### WRITTEN PROBLEM 1
Quote the rhinopias tank thread from "Just wanted to" to "(Jan 30, 2014)".
### WRITTEN PROBLEM 2
Extend the forum thread about the rhinopias tank, beginning right after its final line.
Begin SOURCE PASSAGE
# My Rhinopias Tank



## Cimmel1 (Nov 17, 2009)

Just wanted to share a couple pics of my rhinopias. These guys are honestly my favorite fish. I dont think I could have a tank without one.


----------



## Patwa (Jan 30, 2014)

Amazing shots, Chuck  the one with the lil guy feeding is amazing...great timing. Are they territorial? can you add a second one?

Full tank shot?


----------



## Cimmel1 (Nov 17, 2009)

Thanks. They are both in the same tank. No aggression whatsoever.


----------



## teemee (Aug 29, 2009)

Wow, gorgeous! 
Are they the same size?
Do you have them eating frozen?
If you're looking for more, I think Big Show has a couple of Eschermeyers....


----------



## Cimmel1 (Nov 17, 2009)
End SOURCE PASSAGE
Begin DATASET EXTRACT
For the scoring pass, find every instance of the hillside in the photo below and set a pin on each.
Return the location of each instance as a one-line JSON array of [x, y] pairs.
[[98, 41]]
End DATASET EXTRACT
### TASK ANSWER 1
Just wanted to share a couple pics of my rhinopias. These guys are honestly my favorite fish. I dont think I could have a tank without one.


----------



## Patwa (Jan 30, 2014)

### TASK ANSWER 2
Thanks! The purple one is probably 5" and the other one about 3". I've got the purple frondosa eating silversides. The eschmeyri is still fairly new so still eating live. I've seen the ones that Dave has and they are very nice. These came from Coral Reef Shop.


----------



## notclear (Nov 5, 2011)

Very nice! So look like they are reef safe and won't eat small fish?


----------



## Cimmel1 (Nov 17, 2009)

Reef safe but they are opportunistic predators that will eat small shrimp and fish.


----------



## Cimmel1 (Nov 17, 2009)

Another pic of the small guy. Caught mid yawn.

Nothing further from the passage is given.